--- PASSAGE TO READ ---
About the job
Cerebras Systems is revolutionizing the AI industry by developing the world’s largest AI chip, 56 times the size of traditional GPUs. Our innovative wafer-scale architecture delivers the computational power of dozens of GPUs on a single chip, while simplifying programming to the ease of a single device. This unique approach enables Cerebras to achieve unmatched training and inference speeds, empowering machine learning professionals to seamlessly operate large-scale ML applications without the complexities of managing multiple GPUs or TPUs.
Our esteemed clientele includes leading model labs, global corporations, and pioneering AI-native startups. Recently, OpenAI announced a multi-year partnership with Cerebras, aiming to leverage 750 megawatts of scale to transform critical workloads through ultra high-speed inference.
With our groundbreaking wafer-scale architecture, Cerebras Inference provides the fastest Generative AI inference solution globally, achieving speeds over 10 times faster than GPU-based hyperscale cloud inference services. This unprecedented speed enhances the user experience of AI applications, enabling real-time iterations and increased intelligence through advanced computation capabilities.
--- LISTED RECORDS ---
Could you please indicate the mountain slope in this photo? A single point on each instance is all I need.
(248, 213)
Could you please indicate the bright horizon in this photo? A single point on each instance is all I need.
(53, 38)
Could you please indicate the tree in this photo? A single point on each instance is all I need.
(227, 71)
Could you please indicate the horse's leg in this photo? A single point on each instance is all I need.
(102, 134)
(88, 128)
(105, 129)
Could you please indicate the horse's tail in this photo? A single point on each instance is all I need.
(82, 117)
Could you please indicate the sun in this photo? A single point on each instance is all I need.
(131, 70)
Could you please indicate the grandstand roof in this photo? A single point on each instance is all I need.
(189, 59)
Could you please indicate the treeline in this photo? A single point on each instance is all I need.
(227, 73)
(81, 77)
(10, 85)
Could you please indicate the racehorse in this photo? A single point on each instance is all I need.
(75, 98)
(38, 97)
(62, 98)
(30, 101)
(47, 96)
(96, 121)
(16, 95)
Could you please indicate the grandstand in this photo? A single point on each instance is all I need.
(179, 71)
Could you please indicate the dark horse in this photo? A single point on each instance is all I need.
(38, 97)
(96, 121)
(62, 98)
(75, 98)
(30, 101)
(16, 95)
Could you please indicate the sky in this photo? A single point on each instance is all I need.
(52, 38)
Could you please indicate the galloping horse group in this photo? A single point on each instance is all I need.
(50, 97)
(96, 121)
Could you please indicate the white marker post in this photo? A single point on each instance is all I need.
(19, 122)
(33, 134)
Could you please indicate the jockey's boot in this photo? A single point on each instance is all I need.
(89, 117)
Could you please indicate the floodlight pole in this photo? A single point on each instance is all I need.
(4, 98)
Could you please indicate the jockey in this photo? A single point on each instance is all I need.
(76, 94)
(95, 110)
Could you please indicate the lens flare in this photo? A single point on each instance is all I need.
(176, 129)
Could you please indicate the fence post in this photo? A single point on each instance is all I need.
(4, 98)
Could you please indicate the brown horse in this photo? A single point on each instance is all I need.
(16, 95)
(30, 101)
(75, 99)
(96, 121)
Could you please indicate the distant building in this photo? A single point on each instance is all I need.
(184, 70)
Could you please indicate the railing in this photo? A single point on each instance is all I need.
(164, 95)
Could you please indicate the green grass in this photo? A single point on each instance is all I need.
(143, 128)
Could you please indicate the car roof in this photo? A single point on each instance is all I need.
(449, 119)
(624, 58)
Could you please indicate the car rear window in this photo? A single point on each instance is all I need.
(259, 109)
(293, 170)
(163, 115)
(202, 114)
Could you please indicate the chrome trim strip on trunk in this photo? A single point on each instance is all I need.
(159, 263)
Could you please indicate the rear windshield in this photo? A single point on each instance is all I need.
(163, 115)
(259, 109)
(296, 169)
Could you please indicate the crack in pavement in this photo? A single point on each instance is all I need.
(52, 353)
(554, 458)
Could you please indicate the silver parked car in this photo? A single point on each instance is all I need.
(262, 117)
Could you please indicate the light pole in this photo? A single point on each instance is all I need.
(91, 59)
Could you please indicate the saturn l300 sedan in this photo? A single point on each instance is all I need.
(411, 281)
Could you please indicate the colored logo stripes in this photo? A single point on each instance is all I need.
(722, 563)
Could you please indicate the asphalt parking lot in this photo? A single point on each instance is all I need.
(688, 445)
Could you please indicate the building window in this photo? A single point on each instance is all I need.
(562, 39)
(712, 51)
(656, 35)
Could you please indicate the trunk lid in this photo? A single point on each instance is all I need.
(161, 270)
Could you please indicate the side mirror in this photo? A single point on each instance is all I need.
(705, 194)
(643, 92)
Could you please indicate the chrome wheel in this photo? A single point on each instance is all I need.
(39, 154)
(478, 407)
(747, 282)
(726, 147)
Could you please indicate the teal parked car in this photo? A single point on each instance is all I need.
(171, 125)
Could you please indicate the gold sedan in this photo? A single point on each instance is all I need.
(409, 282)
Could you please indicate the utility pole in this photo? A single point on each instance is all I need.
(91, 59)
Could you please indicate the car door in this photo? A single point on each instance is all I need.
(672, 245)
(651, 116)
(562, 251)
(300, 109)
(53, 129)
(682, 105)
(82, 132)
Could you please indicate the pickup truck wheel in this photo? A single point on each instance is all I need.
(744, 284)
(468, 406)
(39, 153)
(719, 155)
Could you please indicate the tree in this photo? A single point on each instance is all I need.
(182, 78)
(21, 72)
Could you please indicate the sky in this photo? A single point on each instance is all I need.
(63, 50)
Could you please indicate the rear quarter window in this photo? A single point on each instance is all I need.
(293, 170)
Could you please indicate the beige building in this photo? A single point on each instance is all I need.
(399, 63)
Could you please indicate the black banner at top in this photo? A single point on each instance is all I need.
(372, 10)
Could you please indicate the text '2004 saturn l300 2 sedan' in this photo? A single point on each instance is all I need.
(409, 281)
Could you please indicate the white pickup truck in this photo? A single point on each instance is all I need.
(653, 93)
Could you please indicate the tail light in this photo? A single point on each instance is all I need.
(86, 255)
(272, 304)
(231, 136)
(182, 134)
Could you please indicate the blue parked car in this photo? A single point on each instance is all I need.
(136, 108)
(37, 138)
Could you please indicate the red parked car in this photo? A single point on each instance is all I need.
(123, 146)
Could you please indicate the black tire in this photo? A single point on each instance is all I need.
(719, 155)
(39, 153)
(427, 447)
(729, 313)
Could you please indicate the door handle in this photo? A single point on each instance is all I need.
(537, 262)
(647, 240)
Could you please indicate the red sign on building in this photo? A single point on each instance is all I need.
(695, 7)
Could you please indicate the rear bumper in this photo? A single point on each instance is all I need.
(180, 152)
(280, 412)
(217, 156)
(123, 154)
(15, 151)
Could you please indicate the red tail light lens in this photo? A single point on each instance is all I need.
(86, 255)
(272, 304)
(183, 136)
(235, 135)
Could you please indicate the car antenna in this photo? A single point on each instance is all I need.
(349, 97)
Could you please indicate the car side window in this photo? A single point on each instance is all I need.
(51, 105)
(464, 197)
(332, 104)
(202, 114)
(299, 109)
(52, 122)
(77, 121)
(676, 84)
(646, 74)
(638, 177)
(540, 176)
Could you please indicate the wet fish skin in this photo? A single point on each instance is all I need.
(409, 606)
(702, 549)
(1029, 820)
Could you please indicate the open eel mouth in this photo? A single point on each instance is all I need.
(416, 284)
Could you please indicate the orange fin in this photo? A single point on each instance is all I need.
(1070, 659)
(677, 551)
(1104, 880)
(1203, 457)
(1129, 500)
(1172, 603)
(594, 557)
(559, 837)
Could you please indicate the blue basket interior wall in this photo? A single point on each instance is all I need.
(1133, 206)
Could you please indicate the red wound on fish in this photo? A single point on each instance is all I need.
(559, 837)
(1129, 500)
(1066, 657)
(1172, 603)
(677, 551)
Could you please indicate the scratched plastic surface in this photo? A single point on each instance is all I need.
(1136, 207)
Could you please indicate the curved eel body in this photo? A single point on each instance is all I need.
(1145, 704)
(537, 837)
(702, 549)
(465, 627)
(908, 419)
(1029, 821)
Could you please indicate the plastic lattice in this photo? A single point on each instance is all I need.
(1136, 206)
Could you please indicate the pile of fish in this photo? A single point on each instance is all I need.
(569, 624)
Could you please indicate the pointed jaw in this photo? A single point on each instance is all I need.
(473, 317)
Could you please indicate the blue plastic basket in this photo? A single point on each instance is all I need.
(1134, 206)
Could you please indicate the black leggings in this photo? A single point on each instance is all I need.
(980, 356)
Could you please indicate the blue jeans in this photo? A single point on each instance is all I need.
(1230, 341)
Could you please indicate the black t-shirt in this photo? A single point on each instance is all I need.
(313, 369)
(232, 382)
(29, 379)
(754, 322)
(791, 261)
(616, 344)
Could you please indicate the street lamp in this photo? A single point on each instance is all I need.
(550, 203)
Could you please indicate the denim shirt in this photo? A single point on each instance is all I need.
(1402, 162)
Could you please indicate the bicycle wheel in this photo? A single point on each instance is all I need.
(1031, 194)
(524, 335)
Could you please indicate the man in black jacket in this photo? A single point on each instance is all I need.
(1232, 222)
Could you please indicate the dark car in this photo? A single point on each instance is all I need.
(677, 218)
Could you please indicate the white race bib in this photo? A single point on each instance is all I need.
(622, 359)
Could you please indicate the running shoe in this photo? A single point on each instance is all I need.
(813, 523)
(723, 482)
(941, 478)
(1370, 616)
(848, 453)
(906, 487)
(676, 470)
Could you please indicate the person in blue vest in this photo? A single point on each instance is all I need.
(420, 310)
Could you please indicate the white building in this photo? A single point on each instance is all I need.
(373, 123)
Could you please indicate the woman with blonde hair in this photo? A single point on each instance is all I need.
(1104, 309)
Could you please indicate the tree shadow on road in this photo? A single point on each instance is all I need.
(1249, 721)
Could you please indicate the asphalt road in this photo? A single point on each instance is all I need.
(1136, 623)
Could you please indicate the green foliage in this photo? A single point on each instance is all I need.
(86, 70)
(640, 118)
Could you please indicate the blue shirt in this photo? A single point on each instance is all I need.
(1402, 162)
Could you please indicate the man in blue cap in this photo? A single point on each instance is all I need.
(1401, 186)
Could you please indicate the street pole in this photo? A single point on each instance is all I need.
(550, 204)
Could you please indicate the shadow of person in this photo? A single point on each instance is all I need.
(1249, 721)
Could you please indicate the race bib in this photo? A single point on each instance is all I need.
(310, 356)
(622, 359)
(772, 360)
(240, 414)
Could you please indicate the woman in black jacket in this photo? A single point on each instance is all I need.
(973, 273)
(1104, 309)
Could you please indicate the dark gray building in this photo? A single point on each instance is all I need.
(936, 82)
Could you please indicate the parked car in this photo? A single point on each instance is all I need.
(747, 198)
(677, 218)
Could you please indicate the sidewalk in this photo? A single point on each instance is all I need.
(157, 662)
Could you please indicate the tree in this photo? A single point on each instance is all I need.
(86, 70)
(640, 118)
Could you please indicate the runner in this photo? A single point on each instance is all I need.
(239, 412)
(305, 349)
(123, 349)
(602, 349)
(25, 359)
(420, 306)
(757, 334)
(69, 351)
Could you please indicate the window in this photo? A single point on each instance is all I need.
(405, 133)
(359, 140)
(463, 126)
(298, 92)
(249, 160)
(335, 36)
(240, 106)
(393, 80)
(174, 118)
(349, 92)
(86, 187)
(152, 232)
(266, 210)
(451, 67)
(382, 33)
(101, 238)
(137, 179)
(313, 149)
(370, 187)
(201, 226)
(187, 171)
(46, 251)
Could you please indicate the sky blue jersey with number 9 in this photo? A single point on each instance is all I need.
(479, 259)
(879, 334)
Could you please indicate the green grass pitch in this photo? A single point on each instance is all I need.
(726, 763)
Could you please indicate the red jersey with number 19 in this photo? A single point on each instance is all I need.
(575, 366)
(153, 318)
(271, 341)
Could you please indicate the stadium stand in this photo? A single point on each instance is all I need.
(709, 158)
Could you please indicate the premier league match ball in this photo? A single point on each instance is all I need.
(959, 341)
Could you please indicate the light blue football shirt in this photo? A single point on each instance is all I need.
---
*DIRECTIONS*
(a) Translate this sentence from the job description into French: "Our esteemed clientele includes leading model labs, global corporations, and pioneering AI-native startups."
(b) Use the job description to answer each question:
(i) How many times the size of traditional GPUs is the Cerebras AI chip?
(ii) How many megawatts of scale does the partnership with OpenAI aim to leverage?
(iii) How much faster than GPU-based hyperscale cloud inference services is Cerebras Inference said to be?
(c) According to the job description, why can machine learning professionals run large-scale ML applications without the complexities of managing multiple GPUs or TPUs? Answer in one to three sentences.

*RESPONSES FOR EACH TASK*
(a) Notre prestigieuse clientèle comprend des laboratoires de modèles de premier plan, des entreprises mondiales et des start-up pionnières nativement axées sur l'IA.

(b)
(i) 56 times the size of traditional GPUs.
(ii) 750 megawatts.
(iii) Over 10 times faster.

(c) The Cerebras wafer-scale architecture delivers the computational power of dozens of GPUs on a single chip. It also keeps programming as simple as working with a single device.